**Problem description**
Count the lines in the lines below that contain the word "cloud", with case counting, and give only the number.
——————
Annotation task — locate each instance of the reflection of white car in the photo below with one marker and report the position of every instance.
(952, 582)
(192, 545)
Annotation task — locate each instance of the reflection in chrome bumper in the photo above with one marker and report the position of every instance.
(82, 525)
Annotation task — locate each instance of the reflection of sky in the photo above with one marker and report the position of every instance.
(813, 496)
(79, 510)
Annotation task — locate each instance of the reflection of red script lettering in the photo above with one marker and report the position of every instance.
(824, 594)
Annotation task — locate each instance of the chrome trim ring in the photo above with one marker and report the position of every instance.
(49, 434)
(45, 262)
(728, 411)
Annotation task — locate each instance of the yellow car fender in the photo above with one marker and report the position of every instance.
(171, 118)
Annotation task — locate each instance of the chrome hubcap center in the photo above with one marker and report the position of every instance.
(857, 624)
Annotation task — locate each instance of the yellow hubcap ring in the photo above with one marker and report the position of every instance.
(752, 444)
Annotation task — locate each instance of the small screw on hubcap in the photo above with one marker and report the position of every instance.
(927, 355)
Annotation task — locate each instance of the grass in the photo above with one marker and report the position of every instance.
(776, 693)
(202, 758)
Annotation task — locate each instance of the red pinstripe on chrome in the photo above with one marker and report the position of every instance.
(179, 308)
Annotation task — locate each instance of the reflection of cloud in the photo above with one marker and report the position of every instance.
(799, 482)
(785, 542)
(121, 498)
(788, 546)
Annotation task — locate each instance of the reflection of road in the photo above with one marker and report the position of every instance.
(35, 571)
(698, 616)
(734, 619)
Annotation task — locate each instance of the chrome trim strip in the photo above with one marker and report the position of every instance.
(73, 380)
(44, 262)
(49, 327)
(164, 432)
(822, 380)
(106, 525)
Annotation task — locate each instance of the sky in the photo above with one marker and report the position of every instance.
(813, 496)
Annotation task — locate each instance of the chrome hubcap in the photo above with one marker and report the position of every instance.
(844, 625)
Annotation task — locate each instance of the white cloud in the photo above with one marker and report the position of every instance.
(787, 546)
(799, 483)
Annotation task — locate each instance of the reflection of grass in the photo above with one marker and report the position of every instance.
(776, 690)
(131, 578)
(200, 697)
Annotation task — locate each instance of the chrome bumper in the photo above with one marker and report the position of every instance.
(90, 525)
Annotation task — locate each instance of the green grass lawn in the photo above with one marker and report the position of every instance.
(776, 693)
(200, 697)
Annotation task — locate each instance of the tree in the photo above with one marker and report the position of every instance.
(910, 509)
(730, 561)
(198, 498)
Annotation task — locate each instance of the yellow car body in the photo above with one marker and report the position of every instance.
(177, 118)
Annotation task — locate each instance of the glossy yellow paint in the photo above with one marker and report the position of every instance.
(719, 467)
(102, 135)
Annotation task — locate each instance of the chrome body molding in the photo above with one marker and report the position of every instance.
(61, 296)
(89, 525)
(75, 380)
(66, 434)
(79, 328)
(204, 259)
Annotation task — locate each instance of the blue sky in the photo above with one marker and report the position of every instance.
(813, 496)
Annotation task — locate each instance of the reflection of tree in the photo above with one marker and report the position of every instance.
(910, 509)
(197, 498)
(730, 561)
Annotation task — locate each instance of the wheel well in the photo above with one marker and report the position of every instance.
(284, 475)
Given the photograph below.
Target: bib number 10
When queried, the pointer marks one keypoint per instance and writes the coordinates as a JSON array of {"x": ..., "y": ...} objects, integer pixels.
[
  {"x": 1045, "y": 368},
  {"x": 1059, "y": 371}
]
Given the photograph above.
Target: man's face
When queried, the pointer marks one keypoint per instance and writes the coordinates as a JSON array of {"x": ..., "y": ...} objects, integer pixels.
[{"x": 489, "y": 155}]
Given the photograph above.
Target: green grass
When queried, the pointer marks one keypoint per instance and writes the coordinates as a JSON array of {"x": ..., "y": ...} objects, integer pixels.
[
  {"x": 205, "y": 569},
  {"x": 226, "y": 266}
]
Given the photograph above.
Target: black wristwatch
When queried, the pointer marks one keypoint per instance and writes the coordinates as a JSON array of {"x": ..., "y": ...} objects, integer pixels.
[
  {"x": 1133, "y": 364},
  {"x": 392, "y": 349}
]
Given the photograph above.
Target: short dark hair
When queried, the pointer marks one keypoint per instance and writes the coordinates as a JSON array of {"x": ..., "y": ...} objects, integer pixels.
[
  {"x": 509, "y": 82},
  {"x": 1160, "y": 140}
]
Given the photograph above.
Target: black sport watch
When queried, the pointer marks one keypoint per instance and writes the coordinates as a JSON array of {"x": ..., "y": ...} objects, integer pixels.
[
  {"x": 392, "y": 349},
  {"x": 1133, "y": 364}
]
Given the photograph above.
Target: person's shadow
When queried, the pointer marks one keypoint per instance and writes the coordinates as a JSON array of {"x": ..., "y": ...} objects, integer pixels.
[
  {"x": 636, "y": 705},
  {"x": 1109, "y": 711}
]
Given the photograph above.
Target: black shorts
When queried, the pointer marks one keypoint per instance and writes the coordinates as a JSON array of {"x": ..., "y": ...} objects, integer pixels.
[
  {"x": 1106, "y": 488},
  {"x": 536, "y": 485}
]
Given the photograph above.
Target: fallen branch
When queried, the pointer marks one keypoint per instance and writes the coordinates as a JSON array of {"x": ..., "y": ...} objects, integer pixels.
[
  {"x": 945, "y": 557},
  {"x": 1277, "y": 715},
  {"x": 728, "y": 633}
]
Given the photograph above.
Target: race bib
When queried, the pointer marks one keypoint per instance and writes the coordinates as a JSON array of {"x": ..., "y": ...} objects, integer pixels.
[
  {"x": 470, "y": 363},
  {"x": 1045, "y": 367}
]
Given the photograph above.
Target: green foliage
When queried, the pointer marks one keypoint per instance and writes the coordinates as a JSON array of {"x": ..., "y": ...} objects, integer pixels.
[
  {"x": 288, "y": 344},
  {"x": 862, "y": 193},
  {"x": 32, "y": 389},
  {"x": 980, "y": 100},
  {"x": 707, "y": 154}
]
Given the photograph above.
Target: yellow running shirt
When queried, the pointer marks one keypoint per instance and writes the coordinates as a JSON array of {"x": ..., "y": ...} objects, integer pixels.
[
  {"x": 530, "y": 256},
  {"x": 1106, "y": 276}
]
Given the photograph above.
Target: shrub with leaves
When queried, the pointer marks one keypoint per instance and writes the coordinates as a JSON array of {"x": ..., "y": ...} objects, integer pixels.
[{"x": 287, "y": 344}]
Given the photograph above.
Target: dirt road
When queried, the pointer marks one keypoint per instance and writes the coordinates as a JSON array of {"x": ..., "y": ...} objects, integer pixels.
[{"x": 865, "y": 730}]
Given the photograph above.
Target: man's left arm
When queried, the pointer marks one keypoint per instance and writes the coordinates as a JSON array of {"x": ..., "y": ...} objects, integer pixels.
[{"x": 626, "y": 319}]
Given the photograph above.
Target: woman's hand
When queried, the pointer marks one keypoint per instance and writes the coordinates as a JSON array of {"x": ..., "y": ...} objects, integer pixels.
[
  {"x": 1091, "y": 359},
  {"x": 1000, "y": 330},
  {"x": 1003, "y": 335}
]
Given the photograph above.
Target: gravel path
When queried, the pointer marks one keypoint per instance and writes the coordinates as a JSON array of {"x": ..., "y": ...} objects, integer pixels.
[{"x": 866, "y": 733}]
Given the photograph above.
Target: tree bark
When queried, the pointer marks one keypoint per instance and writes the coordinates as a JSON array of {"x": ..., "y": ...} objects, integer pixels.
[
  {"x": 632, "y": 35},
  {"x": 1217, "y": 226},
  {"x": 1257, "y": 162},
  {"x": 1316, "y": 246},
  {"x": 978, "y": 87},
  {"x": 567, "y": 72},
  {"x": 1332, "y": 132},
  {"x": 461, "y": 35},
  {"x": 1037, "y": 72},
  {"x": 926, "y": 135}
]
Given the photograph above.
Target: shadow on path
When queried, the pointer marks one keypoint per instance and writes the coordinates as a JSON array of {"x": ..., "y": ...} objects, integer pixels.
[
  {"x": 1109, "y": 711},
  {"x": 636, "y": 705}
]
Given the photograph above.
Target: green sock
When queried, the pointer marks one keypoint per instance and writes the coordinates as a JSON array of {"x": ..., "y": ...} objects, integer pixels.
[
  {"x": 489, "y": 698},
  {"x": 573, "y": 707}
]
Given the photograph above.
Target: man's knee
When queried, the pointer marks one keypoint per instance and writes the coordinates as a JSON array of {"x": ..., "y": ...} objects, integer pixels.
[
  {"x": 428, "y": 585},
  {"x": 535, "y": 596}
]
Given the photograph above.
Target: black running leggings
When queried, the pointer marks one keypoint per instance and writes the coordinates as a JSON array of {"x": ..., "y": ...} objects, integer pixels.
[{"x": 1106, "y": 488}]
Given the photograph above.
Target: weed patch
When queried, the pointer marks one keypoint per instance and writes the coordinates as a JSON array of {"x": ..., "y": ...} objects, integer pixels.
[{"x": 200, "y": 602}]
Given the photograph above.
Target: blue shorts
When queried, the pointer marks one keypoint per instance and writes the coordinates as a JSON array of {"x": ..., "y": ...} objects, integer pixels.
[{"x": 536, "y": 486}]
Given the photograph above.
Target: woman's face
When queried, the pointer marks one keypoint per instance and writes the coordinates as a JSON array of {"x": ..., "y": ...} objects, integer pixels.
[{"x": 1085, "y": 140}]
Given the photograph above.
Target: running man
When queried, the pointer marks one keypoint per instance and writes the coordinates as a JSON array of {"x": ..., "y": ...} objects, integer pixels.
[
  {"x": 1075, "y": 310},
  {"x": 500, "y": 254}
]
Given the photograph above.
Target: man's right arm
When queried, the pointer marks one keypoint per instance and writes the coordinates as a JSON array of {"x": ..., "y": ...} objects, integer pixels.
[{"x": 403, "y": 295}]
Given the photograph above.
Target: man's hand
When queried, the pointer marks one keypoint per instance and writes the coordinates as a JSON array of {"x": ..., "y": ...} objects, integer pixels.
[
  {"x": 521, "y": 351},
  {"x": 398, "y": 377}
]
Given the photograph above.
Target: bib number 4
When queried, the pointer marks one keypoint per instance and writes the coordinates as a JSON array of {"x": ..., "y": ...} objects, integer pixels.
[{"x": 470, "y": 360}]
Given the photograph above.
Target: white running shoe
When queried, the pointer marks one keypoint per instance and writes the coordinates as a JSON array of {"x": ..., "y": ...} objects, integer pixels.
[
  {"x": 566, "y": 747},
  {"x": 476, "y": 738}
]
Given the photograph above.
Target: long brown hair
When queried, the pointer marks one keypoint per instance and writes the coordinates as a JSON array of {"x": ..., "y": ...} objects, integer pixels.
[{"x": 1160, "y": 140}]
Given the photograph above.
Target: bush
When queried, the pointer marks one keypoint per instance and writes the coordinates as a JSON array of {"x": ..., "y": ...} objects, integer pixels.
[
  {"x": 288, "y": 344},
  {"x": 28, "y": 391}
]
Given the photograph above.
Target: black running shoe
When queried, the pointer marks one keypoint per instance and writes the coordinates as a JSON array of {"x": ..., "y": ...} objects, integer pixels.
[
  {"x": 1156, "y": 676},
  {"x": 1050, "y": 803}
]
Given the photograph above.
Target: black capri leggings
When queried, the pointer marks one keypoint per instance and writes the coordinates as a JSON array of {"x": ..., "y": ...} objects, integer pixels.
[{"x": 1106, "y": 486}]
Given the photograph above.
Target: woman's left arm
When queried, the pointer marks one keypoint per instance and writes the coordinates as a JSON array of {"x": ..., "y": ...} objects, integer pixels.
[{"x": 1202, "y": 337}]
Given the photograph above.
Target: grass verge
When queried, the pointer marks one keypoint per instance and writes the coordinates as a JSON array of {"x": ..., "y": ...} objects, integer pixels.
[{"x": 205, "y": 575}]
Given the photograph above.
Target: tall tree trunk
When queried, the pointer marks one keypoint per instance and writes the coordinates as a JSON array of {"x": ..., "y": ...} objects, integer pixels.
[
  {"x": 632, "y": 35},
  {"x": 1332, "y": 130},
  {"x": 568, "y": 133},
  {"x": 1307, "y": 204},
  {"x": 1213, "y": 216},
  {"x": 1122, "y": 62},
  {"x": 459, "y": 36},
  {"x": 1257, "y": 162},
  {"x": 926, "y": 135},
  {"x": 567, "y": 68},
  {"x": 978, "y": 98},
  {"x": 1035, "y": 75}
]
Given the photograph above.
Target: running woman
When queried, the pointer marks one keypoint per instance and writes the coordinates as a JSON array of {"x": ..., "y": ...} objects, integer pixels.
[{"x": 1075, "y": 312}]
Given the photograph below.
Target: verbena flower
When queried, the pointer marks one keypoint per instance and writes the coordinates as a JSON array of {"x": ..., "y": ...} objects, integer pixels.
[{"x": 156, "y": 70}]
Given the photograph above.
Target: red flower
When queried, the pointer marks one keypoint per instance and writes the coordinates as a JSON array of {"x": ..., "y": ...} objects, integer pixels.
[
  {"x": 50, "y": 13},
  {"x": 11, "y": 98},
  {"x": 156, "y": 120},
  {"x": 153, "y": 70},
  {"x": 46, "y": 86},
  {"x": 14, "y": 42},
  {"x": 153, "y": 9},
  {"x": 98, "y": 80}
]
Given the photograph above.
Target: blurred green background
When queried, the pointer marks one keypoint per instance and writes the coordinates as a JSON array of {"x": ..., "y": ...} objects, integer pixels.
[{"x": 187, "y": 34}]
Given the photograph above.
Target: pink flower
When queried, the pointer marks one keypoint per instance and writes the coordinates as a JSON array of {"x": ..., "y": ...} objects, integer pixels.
——————
**Task result**
2